═════ EXTRACT PROVIDED

After 10 seasons with Matt Hasselbeck under center, the Seahawks signed mobile quarterback Tavaris Jackson as a free agent from the Vikings, who was joined by his former offensive coordinator Darrell Bevell and wide receiver Sidney Rice, along with tight end Zach Miller from the Raiders.

Jackson, who had a largely disappointing tenure in Minnesota, threw for a career-high 319 yards in last week’s 30-28 loss to the Falcons. With a 31st-ranked Seahawks’ rushing attack, headed by Marshawn Lynch’s 3.1 yards per carry, Giants coach Tom Coughlin noted the importance of containing Rice, who has 11 catches for 188 yards and a touchdown in two games this season.

“When [Jackson] goes to Rice, he’s pretty sure where he’s gonna be,” Coughlin said. “There’s familiarity, you can tell. He’ll take some chances. Rice is a big play threat, without a doubt. He’ll launch that thing and Rice ends up on the other end of it.”

══════════
═════ RECORDS

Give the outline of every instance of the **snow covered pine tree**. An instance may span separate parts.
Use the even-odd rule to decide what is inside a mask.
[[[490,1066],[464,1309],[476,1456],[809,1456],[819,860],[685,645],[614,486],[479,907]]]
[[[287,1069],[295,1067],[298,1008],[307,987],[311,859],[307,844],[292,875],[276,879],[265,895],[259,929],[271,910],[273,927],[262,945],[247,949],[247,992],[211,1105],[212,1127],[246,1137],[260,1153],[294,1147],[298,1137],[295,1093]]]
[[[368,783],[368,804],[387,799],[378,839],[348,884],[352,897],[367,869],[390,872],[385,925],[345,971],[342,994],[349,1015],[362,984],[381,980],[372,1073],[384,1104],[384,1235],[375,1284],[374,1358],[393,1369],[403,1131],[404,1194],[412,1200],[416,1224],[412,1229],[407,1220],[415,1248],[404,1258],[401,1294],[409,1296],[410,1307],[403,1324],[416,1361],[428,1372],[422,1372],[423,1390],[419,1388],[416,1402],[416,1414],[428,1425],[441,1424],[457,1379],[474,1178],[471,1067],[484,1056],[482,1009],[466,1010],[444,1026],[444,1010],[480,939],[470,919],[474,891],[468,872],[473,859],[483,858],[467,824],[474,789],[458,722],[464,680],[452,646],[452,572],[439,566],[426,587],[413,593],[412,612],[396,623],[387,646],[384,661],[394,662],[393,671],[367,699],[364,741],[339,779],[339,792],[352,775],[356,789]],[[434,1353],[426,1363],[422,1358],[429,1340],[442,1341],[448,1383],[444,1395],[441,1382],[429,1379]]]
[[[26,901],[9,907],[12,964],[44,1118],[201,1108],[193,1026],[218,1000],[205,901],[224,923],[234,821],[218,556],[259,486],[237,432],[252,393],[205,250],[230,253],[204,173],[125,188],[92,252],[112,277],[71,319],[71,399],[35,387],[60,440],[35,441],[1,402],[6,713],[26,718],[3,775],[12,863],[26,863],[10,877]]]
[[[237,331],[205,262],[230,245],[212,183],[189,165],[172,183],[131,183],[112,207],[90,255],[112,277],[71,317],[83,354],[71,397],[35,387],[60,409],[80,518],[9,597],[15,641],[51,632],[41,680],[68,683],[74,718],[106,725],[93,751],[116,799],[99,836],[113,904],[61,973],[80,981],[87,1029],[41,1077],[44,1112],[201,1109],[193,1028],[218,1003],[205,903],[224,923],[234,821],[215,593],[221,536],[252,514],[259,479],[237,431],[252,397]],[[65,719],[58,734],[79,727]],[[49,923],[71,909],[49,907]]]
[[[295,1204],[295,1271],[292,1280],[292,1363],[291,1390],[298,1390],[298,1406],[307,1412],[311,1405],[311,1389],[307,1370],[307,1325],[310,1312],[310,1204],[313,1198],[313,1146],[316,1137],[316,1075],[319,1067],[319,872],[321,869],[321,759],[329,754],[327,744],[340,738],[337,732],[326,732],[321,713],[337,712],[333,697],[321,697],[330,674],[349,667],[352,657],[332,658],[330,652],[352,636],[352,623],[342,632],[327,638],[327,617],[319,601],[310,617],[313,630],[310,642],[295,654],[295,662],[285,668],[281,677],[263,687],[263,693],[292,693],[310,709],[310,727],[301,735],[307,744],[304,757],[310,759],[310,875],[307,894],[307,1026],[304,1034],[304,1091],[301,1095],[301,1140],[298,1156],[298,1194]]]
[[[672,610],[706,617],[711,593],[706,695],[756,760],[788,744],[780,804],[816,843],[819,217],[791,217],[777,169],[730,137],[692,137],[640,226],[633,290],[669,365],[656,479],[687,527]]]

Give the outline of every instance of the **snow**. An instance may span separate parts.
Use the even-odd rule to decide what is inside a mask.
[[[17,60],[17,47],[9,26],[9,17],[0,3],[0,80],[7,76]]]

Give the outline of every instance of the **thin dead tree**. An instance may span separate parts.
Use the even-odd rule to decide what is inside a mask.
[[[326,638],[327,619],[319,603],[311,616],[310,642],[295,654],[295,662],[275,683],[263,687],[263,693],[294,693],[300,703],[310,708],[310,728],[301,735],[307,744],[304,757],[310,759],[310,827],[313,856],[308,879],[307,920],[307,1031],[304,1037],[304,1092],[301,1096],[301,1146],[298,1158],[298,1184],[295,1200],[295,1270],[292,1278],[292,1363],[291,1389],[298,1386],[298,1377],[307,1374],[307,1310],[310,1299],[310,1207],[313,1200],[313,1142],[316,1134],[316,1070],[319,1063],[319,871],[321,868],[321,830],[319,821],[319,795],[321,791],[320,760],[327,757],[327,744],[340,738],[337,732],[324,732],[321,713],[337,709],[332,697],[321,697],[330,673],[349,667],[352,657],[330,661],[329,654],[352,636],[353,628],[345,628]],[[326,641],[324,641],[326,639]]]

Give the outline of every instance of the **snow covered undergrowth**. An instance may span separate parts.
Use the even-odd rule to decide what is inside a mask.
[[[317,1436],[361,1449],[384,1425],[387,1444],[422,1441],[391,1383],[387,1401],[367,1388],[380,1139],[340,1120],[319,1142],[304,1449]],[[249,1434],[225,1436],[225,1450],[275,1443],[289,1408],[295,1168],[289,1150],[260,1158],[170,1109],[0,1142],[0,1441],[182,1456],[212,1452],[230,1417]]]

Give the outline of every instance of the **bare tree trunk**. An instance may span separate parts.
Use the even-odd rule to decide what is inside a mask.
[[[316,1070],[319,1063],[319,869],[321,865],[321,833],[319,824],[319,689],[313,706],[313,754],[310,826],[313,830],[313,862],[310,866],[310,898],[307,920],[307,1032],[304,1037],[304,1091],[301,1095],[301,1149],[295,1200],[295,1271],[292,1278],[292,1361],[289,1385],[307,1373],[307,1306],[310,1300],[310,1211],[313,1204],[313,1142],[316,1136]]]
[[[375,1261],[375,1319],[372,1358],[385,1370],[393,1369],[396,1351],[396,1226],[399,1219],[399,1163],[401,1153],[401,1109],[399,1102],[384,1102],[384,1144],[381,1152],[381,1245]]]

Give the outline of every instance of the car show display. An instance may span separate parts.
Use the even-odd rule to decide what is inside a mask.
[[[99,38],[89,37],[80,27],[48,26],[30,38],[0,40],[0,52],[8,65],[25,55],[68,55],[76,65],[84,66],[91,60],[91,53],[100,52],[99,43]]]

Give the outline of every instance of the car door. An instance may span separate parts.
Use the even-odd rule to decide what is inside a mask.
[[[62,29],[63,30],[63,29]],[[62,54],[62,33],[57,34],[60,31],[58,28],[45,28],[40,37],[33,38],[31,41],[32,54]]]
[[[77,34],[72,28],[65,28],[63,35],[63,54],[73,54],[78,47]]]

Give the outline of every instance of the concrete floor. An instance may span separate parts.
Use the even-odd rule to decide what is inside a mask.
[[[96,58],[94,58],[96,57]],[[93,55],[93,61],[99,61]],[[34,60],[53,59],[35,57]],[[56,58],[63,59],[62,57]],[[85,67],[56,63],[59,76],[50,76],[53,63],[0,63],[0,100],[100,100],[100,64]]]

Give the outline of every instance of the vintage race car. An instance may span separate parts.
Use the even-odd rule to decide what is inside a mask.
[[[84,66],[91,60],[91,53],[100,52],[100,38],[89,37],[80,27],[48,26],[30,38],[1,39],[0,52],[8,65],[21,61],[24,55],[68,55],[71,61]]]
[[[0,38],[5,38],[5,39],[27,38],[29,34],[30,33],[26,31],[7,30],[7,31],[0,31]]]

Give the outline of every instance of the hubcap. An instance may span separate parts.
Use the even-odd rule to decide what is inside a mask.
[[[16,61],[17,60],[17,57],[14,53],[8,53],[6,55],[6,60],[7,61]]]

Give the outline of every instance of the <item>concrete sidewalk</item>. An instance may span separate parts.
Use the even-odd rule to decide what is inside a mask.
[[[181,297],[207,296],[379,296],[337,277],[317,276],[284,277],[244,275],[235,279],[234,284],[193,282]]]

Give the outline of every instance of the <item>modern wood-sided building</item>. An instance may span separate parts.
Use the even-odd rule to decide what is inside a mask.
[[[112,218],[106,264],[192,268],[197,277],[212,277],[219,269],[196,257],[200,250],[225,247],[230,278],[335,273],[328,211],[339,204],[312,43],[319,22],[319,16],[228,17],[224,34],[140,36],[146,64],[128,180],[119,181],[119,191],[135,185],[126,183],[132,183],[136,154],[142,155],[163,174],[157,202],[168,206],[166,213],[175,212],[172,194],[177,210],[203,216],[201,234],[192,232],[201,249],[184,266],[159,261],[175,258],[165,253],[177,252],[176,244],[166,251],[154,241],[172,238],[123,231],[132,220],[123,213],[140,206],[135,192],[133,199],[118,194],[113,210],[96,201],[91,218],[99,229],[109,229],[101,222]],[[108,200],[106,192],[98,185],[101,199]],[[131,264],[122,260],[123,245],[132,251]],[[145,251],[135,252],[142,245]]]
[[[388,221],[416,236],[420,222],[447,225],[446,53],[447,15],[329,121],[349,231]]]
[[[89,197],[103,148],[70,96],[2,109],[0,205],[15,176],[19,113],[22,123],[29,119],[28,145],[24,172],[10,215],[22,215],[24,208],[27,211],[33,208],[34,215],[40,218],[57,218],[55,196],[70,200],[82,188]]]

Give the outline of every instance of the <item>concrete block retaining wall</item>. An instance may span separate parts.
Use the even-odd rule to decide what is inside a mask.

══════════

PROBLEMS:
1. Could you retype the Seahawks passage, beginning at "After 10 seasons" and stopping after "from the Raiders."?
2. Can you extend the Seahawks passage beyond its last sentence?
The entries play no part in what you're asked to do.

FINAL RESULTS:
1.
After 10 seasons with Matt Hasselbeck under center, the Seahawks signed mobile quarterback Tavaris Jackson as a free agent from the Vikings, who was joined by his former offensive coordinator Darrell Bevell and wide receiver Sidney Rice, along with tight end Zach Miller from the Raiders.

2.
Facing a well-balanced defense and kick return threat, and former Jet, Leon Washington making his first return to East Rutherford, the Giants know a letdown game is not an option.

“A 1-3 team is a very hungry football team,” defensive tackle Chris Canty said. “Numbers sometimes lie, but the tape doesn’t lie. The physical level they’re playing at, we have to be prepared to stop them. They’ve got a lot of energy. They’re gonna be ready to go.”

Despite traveling across the country to play a team on a three-game winning streak, Carroll knows the matchup on paper will get thrown away with the opening kickoff.

“All our years at [USC], there was always that game, that somewhere on the schedule that would jump up when you least expect it and you’d think you were on a roll, things just don’t go right,” Carroll said. “We’re such a young team. We need all the confidence-builders we can get and this one would be a great one for us.”